▸ Source excerpt
↓
Crisis Management Software

Published May 19, 2021

What is Crisis Communication?

When crisis response goes awry, poor communication is often at fault. Poor communication typically takes any of the following forms:

  • Withholding too much information from interested audiences
  • Important spokespeople offering contrasting messages
  • Failing to correct the record adequately
  • A combination of the above

Effective crisis communication is needed to get things right. Crisis communication consists of the collection, processing, and dissemination of information required to address a given crisis (Page Center Training, Penn State).

Crisis communication itself emerged from the field of Applied Communication. Applied Communication scholarship focusses on the study of a social issue or problem with the primary purpose of identifying solutions and recommendations to address the social issue.[i]

Within the field, crisis communication deals with mediated messages to various types of audiences at moments of heightened pressure.

Crisis communications strategies

What then are the relevant strategies needed to ensure effective communications go to relevant audiences during critical events? It all starts with understanding the lifecycle of crisis communications. Like crisis management (more broadly), crisis communication has its own lifecycle, which includes the following stages (Page Center Training, Penn State):

Pre-crisis

Crisis

Post-crisis

Monitor crisis risks

Make decisions about how to manage potential crises

Train people who will be involved in the crisis management process

Collect and process information for crisis team decision making

Create and disseminate crisis messages

Asses the crisis management effort

Provide follow-up crisis messages as needed

Of course, facilitating information flows, so that crisis decision makers and other relevant stakeholders are armed with the right information at the right time, has been a perennial challenge.

Mitigating the challenge, beyond simply understanding lifecycle of crisis communications, requires business leaders to recognise that knowledge and information are critical resources to the organisation.

Crisis leadership, in turn, can demonstrate the criticality of information by making that information accessible (where appropriate), understandable, and supportive of the organisation’s larger resilience objectives.

What goes in the crisis communications plan?
↑
▸ Listed records
↓
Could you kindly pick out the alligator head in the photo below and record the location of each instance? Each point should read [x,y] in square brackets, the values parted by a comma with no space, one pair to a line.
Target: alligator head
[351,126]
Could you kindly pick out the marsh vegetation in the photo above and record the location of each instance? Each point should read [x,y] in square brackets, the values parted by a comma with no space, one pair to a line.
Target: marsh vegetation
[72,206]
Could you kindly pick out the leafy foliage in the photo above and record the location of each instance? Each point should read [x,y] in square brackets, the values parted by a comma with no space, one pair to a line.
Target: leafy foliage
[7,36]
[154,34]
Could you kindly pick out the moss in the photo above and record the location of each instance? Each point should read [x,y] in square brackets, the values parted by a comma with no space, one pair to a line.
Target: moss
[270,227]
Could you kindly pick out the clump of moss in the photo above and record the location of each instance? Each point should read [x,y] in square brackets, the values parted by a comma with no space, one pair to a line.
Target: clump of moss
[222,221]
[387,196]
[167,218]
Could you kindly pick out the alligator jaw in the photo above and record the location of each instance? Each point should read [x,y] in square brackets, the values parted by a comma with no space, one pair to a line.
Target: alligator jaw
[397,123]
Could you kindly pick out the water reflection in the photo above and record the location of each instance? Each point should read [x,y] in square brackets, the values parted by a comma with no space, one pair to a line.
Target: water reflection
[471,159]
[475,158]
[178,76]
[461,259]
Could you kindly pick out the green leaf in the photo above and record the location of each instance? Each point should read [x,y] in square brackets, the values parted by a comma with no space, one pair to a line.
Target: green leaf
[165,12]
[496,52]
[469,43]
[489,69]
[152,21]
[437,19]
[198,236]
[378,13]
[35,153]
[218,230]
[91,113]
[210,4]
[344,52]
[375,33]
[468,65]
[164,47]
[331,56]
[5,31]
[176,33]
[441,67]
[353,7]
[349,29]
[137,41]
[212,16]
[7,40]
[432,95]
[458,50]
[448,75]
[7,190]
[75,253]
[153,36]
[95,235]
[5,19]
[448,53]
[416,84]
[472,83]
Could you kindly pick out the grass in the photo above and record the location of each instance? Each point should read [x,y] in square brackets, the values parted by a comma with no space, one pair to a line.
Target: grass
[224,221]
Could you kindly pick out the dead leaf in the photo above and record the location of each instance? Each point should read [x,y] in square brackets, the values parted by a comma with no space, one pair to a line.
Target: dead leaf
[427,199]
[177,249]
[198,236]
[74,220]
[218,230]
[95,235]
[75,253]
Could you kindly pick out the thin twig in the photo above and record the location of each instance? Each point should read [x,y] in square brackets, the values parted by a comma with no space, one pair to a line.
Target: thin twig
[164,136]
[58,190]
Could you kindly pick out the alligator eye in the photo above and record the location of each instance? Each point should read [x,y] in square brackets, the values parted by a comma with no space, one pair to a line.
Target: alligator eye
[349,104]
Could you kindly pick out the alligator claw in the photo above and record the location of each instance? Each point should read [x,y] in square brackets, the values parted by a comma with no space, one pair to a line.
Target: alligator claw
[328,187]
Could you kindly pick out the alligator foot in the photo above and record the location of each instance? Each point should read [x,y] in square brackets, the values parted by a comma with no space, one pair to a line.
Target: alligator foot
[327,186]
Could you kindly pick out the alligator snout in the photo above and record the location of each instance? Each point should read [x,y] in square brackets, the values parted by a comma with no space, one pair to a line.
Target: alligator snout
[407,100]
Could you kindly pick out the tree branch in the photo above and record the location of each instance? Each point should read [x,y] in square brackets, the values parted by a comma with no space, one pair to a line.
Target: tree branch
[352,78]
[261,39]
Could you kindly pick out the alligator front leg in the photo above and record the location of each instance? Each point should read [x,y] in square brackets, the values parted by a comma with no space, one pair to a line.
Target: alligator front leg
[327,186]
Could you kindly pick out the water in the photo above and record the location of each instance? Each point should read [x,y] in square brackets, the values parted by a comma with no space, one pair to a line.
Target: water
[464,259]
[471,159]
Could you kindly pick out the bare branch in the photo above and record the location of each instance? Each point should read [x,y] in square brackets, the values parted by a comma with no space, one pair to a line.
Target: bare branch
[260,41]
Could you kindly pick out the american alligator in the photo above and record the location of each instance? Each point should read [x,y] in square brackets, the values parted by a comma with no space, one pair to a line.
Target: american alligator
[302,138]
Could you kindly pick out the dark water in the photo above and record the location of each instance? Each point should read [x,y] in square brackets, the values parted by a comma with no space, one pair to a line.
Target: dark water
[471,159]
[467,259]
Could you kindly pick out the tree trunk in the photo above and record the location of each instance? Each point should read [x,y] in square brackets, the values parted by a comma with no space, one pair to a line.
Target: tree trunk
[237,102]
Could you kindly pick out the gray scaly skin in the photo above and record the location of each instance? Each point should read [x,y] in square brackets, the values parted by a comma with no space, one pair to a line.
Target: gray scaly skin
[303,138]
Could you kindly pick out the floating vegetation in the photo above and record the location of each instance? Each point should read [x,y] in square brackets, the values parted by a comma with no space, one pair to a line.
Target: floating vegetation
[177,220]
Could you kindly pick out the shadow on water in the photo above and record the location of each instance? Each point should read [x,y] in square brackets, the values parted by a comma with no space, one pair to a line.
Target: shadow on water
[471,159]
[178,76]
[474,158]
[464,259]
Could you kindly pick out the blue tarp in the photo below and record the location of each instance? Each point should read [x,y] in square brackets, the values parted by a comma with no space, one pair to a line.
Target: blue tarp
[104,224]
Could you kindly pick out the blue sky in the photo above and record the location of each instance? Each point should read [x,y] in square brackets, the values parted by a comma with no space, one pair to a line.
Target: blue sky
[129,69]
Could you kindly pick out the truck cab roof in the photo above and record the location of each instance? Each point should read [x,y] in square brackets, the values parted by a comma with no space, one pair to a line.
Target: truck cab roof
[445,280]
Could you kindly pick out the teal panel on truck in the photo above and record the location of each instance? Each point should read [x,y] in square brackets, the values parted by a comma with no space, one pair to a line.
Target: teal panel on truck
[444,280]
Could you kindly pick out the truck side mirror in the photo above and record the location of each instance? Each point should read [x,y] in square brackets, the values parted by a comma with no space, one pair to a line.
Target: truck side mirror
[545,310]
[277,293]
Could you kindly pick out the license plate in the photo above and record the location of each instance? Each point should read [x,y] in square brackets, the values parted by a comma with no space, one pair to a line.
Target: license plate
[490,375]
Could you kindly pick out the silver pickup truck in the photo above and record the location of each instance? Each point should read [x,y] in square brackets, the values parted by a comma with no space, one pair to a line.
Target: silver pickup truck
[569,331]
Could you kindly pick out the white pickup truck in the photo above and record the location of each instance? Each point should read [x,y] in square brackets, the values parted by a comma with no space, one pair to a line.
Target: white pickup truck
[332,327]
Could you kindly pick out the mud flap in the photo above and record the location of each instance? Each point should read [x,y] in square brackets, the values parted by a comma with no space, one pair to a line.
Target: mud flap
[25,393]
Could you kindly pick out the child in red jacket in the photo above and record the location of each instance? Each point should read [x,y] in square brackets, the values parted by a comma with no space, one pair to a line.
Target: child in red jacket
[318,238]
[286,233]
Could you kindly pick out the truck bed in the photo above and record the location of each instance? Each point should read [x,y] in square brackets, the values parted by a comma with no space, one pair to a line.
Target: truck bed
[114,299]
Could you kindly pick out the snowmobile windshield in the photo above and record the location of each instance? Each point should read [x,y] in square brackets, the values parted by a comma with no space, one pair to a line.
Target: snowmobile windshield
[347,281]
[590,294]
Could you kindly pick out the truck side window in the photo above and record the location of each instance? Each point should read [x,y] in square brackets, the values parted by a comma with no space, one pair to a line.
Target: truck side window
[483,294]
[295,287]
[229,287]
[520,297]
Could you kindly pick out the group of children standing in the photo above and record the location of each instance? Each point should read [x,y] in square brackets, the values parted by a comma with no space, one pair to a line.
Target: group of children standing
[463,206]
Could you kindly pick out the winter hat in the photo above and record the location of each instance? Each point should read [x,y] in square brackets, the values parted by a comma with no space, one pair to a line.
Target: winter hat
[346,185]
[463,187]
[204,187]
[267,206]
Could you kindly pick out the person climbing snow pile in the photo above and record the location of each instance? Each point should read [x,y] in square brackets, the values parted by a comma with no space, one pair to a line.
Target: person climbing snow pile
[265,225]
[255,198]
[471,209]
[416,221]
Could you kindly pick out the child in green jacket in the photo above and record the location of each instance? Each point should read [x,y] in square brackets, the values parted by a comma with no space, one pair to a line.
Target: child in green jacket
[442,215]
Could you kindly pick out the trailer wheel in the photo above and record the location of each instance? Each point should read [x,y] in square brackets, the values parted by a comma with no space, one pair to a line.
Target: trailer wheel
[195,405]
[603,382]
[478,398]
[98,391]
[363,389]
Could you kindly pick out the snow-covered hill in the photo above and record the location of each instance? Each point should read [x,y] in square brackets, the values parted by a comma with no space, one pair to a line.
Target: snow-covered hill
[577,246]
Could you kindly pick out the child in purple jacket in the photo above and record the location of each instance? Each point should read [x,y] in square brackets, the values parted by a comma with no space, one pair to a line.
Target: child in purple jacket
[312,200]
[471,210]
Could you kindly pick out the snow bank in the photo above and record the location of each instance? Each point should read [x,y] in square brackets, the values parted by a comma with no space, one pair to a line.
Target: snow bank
↑
▸ Task prompt
Can you restate the stretch of the crisis communication text that opens with "Provide follow-up crisis" and closes with "a perennial challenge.", swapping "perennial" for "constant"?

▸ Response for this exercise
Provide follow-up crisis messages as needed

Of course, facilitating information flows, so that crisis decision makers and other relevant stakeholders are armed with the right information at the right time, has been a constant challenge.